>> start PAGE EXTRACT
The following plot depicts the popularity of a subset of articles on GooglePlus.
The distributions are heavily skewed towards a very small number of views; however, there are a few outlier articles that have an extremely high popularity.
Preprocessing the data
You may notice the popularity of the articles is extremely skewed. To convert this into a usable time series for ML, we need to convert the PublishDate column, which is read in as a string type, to a datetime type using the Pandas to_datetime method:
df['PublishDate'] = pd.to_datetime(df['PublishDate'], infer_datetime_format=True)We then group by topic and save the preprocessed.csv to be used by the next notebook, 2_NTM.ipynb. In the directory /data, you should see a file called NewsRatingsdataset.csv. You can now move to the next notebook, where you build a neural topic model to extract topic vectors from the processed dataset.
Before creating the topic model, it’s helpful to explore the data some more. In the following code, we plot the daily time series for the popularity of a given topic across the three social media channels, as well as a daily time series for the sentiment of a topic based on news article titles and headlines:
topic = 1 # Change this to any of [0, 1, 2, 3]
subdf = df[(df['Topic']==topic)&(df['PublishDate']>START_DATE)]
subdf = subdf.reset_index().set_index('PublishDate')
subdf.index = pd.to_datetime(subdf.index)
subdf.head()
subdf[["LinkedIn", 'GooglePlus', 'Facebook']].resample("1D").mean().dropna().plot(figsize=(15, 4))
subdf[["SentimentTitle", 'SentimentHeadline']].resample("1D").mean().dropna().plot(figsize=(15, 4))
The following are the plots for the topic Topic_1.
The dataset still needs a bit more cleaning before it’s ready for the NTM algorithm to use. Not much data exists before October 13, 2015, so you can drop the data before that date and reset the indexes accordingly. Moreover, some of the headlines and ratings contain missing values, denoted by NaN and -1, respectively. You can use regex to find and replace those headlines with empty strings and convert these ratings to zeros. There is a difference in scale for the popularity of a topic on Facebook vs. LinkedIn vs. GooglePlus. For this post, you focus on forecasting popularity on Facebook only.
Topic modeling
Now you use the built-in NTM algorithm on Amazon SageMaker to extract topics from the news headlines. When preparing a corpus of documents for NTM, you must clean and standardize the data by converting the text to lower case, remove stop words, remove any numeric characters that may not be meaningful to your corpus, and tokenize the document’s text.
We use the Natural Language Toolkit and sklearn Python libraries to convert the headlines into tokens and create vectors of the token’s counts. Also, we drop the Title column in the dataframe, but store the titles in a separate dataframe. This is because the Headline column contains similar information as the Title column, but the headlines are longer and more descriptive, and we want to use the titles later on as a validation set for our NTM during training.
>> end PAGE EXTRACT
>> start EXTRACTED INFORMATION
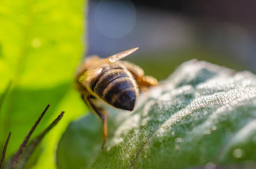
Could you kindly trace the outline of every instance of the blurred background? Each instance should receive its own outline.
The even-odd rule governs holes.
[[[126,60],[159,80],[193,58],[256,72],[256,1],[89,0],[87,55]]]

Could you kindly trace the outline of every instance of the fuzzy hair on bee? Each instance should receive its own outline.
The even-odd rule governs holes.
[[[157,80],[144,76],[139,66],[119,60],[137,50],[134,48],[106,58],[96,55],[86,57],[78,67],[75,85],[91,110],[103,123],[104,149],[108,135],[106,109],[103,104],[122,110],[132,111],[140,90],[158,85]]]

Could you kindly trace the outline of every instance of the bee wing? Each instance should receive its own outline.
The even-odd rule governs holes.
[[[122,59],[123,58],[128,56],[130,54],[131,54],[137,51],[138,49],[139,48],[133,48],[131,49],[127,50],[127,51],[117,53],[116,54],[110,56],[106,59],[105,59],[105,61],[107,62],[110,62],[111,63],[115,62],[117,60]]]
[[[84,80],[90,81],[92,79],[96,77],[101,73],[102,70],[102,68],[99,68],[85,71],[84,74],[80,77],[79,82],[82,83]]]

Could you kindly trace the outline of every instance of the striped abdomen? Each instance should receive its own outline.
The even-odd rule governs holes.
[[[132,111],[138,93],[132,77],[121,67],[106,69],[91,83],[92,91],[112,106]]]

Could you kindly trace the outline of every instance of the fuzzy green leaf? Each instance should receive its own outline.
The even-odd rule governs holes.
[[[256,76],[250,72],[192,60],[142,94],[132,113],[109,110],[105,150],[101,123],[90,115],[63,135],[59,169],[179,169],[256,161]]]
[[[0,113],[0,148],[9,131],[12,133],[6,151],[7,158],[16,152],[46,105],[50,104],[51,109],[34,136],[50,123],[57,114],[64,110],[60,107],[67,101],[66,96],[73,92],[70,85],[84,48],[81,40],[84,3],[80,0],[1,1],[0,95],[8,82],[12,82]],[[77,97],[71,100],[82,103]],[[82,112],[80,108],[72,108],[72,112],[66,112],[71,115],[65,120],[67,122],[85,110],[84,107]],[[64,124],[63,129],[67,126],[67,122]],[[61,134],[52,132],[49,134]],[[52,137],[48,144],[57,143],[58,138]],[[50,147],[46,144],[44,144],[44,150]],[[54,160],[52,152],[55,151],[54,146],[56,145],[50,146],[47,161]],[[39,154],[41,154],[42,147],[38,149]],[[33,160],[32,165],[38,160]],[[51,167],[49,165],[48,168]]]

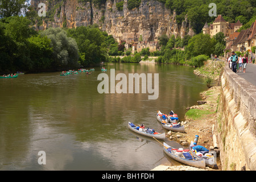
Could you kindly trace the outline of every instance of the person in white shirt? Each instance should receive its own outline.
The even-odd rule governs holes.
[[[229,61],[229,68],[232,69],[232,68],[231,68],[231,65],[232,65],[232,61],[231,61],[231,56],[229,57],[229,59],[228,59],[228,61]]]
[[[239,57],[238,63],[239,63],[239,70],[238,70],[238,72],[242,72],[242,65],[243,64],[243,60],[242,59],[242,55],[240,55],[240,56]]]

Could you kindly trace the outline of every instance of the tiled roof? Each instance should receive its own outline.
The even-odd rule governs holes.
[[[248,36],[248,39],[250,39],[254,37],[254,35],[256,35],[256,20],[251,26],[251,27],[249,30],[249,35]]]
[[[203,27],[203,28],[209,28],[208,24],[207,23],[207,22],[205,22],[205,24],[204,24],[204,27]]]
[[[247,40],[249,36],[249,29],[247,28],[246,30],[242,30],[240,34],[239,34],[236,40],[234,42],[233,44],[240,44],[243,42],[245,42]]]
[[[216,22],[226,22],[225,20],[225,19],[223,18],[221,15],[218,15],[218,16],[215,19],[215,20],[213,22],[213,23]]]

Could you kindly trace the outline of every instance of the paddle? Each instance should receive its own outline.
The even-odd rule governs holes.
[[[155,137],[153,137],[153,138],[154,139],[155,139],[156,141],[158,141],[158,142],[159,142],[163,146],[164,146],[164,148],[166,148],[166,149],[167,149],[168,147],[166,147],[166,146],[164,146],[164,145],[163,144],[163,143],[162,143],[161,142],[160,142],[159,141],[158,141]]]
[[[189,151],[190,153],[191,154],[191,156],[192,156],[193,160],[195,160],[194,158],[193,157],[193,154],[192,154],[192,152]]]

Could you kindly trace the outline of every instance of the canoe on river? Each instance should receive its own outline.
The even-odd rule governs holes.
[[[177,131],[177,132],[185,132],[185,129],[184,127],[184,125],[180,126],[180,123],[161,123],[162,126],[166,130],[170,130],[172,131]]]
[[[167,143],[163,143],[163,150],[171,158],[177,160],[177,162],[192,167],[198,167],[199,168],[205,168],[205,162],[203,159],[198,159],[195,158],[194,154],[190,153],[189,150],[183,150],[174,148]],[[181,150],[182,149],[182,150]]]
[[[197,148],[195,148],[194,147],[196,147]],[[208,152],[209,150],[206,150],[206,148],[204,148],[204,147],[201,147],[203,148],[204,151],[200,151],[200,148],[201,146],[194,146],[193,143],[192,141],[190,143],[190,151],[192,154],[193,154],[195,156],[196,158],[197,159],[203,159],[205,162],[205,165],[208,166],[212,168],[217,168],[217,164],[216,162],[214,161],[214,156]],[[196,149],[195,150],[193,148],[194,148]],[[197,148],[197,150],[196,150]]]
[[[18,77],[18,75],[13,75],[13,76],[0,76],[0,78],[13,78]]]
[[[151,138],[155,137],[156,139],[161,140],[164,140],[166,138],[166,134],[164,133],[160,133],[155,132],[155,130],[149,128],[141,128],[139,126],[135,125],[130,122],[128,122],[128,128],[131,131],[144,136]]]

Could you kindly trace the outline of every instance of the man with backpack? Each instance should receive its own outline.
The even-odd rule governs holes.
[[[232,68],[232,71],[237,73],[237,64],[238,61],[238,56],[235,53],[234,51],[232,51],[232,55],[230,57],[230,61],[232,62],[232,64],[231,65],[231,68]]]

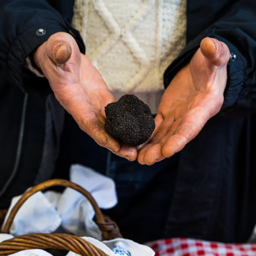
>> end EXTRACTED INFORMATION
■ CHALLENGE 1 ■
Render this sentence from the passage on news article popularity into Spanish: "There is a difference in scale for the popularity of a topic on Facebook vs. LinkedIn vs. GooglePlus."
■ CHALLENGE 2 ■
Extend the passage on news article popularity, starting right after its final sentence.
The items come from a different source than the text.

■ RESULT 1 ■
Existe una diferencia de escala en la popularidad de un tema en Facebook frente a LinkedIn frente a GooglePlus.

■ RESULT 2 ■
Lastly, we type cast the vectors into a sparse array in order to reduce the amount of memory utilization, because the bag-of-words matrix can quickly become quite large and memory intensive. For more information, see the notebook or Build a semantic content recommendation system with Amazon SageMaker.
Training an NTM
To extract text vectors, you convert each headline into a 20 (NUM_TOPICS)-dimensional topic vector. This can be viewed as an effective lower-dimensional embedding of all the text in the corpus into some predefined topics. Each topic has a representation as a vector, and related topics have a related vector representation. This topic is a derived topic and is not to be confused with the original Topic field in the raw dataset. Assuming that there is some correlation between topics from one day to the next (for example, the top topics don’t change very frequently on a daily basis), you can represent all the text in the dataset as a collection of 20 topics.
You then set the training dataset and trained model artifact location in Amazon S3 and upload the data. To train the model, you can use one or more instances (specified by the parameter train_instance_count) and choose a strategy to either fully replicate the data on each instance or use ShardedByS3Key, which only puts certain data shards on each instance. This speeds up training at the cost of each instance only seeing a fraction of the data.
To reduce overfitting, it’s helpful to introduce a validation dataset in addition to the training dataset. The hyperparameter num_patience_epochs controls the early stopping behavior, which makes sure the training is stopped if the change in the loss is less than the specified tolerance (set by tolerance) consistently for num_patience_epochs. The epochs hyperparameter specifies the total number of epochs to run the job. For this post, we chose hyperparameters to balance the tradeoff between accuracy and training time:
%time
from sagemaker.session import s3_input
sess = sagemaker.Session()
ntm = sagemaker.estimator.Estimator(container,
role,
train_instance_count=1,
train_instance_type='ml.c4.xlarge',
output_path=output_path,
sagemaker_session=sess)
ntm.set_hyperparameters(num_topics=NUM_TOPICS, feature_dim=vocab_size, mini_batch_size=128,
epochs=100, num_patience_epochs=5, tolerance=0.001)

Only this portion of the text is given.